[SELECTED PASSAGE]:
•••••
GreenleafLab / chromVAR

chromatin Variability Across Regions (of the genome!)
https://greenleaflab.github.io/chromVAR/
Other
153 stars 37 forks source link

plotDeviationsTsne "subscript contains invalid names" error #24

Open eliduong opened 6 years ago

eliduong commented 6 years ago

Hi Alicia,

I'm trying to read in annotations from a bed file where column 4 contains the group name (EPI, ENDO, IMM, MES) indicating to which cell type the annotation belongs.

When I try to make a plot using: my_annotation_files <- "human_genes_list.bed.txt" anno_ix <- getAnnotations(my_annotation_files, rowRanges = rowRanges(counts_filtered), column = 4) tsne_results <- deviationsTsne(dev, threshold = 0.9, perplexity = 30, what = c("samples", "annotations")) tsne_plots <- plotDeviationsTsne(dev, tsne_results, annotation_name = "EPI", shiny = FALSE)

I get this error: Error: subscript contains invalid names

Can you help me figure out why I am getting this error? Do the group names have to be in a certain format?

Thank you! Elizabeth

AliciaSchep commented 6 years ago

@eliduong Thanks for bringing up this issue. Could you share what head(rownames(dev)) and what head(rowData(dev)) return?
•••••
[INFORMATION SHOWN]:
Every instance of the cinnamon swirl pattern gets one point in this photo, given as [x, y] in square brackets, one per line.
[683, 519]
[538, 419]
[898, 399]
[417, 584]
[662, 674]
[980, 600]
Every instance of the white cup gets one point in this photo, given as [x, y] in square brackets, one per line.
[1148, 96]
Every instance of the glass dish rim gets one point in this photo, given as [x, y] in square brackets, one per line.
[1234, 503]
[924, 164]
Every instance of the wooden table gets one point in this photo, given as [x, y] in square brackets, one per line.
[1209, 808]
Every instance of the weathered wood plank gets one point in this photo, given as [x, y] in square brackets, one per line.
•••••
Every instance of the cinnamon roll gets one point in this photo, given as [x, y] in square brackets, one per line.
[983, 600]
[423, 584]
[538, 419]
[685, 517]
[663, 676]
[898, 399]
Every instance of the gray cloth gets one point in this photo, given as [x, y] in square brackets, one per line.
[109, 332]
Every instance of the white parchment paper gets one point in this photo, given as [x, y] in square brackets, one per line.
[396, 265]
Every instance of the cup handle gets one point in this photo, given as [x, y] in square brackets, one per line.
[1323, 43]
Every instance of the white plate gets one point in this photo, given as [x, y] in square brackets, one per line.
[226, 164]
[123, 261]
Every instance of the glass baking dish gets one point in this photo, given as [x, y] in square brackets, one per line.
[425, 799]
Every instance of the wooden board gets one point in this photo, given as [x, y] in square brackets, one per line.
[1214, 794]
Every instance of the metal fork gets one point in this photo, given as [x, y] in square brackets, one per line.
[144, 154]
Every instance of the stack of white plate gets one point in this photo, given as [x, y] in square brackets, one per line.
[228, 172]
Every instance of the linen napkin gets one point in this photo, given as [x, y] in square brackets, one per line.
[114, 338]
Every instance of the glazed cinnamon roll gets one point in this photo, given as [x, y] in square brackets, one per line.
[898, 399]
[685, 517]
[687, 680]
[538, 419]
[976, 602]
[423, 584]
•••••
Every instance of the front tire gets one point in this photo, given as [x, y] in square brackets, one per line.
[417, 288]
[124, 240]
•••••
[PROBLEM SET]:
#1 In the chromVAR thread, shorten the paragraph beginning "I'm trying to read in annotations" into one brief sentence that keeps its main facts.
#2 Write the next part of the chromVAR thread, continuing after its final comment.
The material placed after the chromVAR thread comes from a separate source.

[RESULTS FOR THE EXERCISE]:
#1 Annotations are being read from a bed file whose fourth column holds a group name (EPI, ENDO, IMM or MES) marking the cell type each annotation belongs to.

#2
eliduong commented 6 years ago

@AliciaSchep Sorry for the delayed response Alicia. Our server coincidentally went down that day until now.

Here is the info that you requested:

head(rownames(dev)) [1] "ENDO" "EPI" "IMM" "MES" head(rowData(dev)) DataFrame with 4 rows and 2 columns fractionMatches fractionBackgroundOverlap

1 0.003930393 0.012111959 2 0.000970097 0.003917526 3 0.002190219 0.007397260 4 0.004800480 0.009916667

I appreciate your help!

AliciaSchep commented 6 years ago

Hi @eliduong, thanks for info, it was helpful and I think I figured out the source of the error... I will fix bug and will update here when the fix has been pushed.

eliduong commented 6 years ago

Thanks @AliciaSchep !

AliciaSchep commented 6 years ago

Okay I think this bug should be fixed now; can you try re-installing (from Github) and seeing if it works?

eliduong commented 6 years ago

I'm still getting the same error after re-installing chromVAR.

AliciaSchep commented 6 years ago

hmm okay. same exact error message?

AliciaSchep commented 6 years ago

@eliduong Would you be able to share the stack traceback? e.g. from calling traceback() after getting the error?

eliduong commented 6 years ago

@AliciaSchep Sorry again for the delay. Had to work all weekend in the hospital. I did get the same error but when trying it again with shiny = FALSE, I was able to get individual tsne plots for each annotation if I just changed annotation_name = to the different annotation each time. I get the same Error: subscript contains invalid names if I set shiny = TRUE and try to use the interactive plot.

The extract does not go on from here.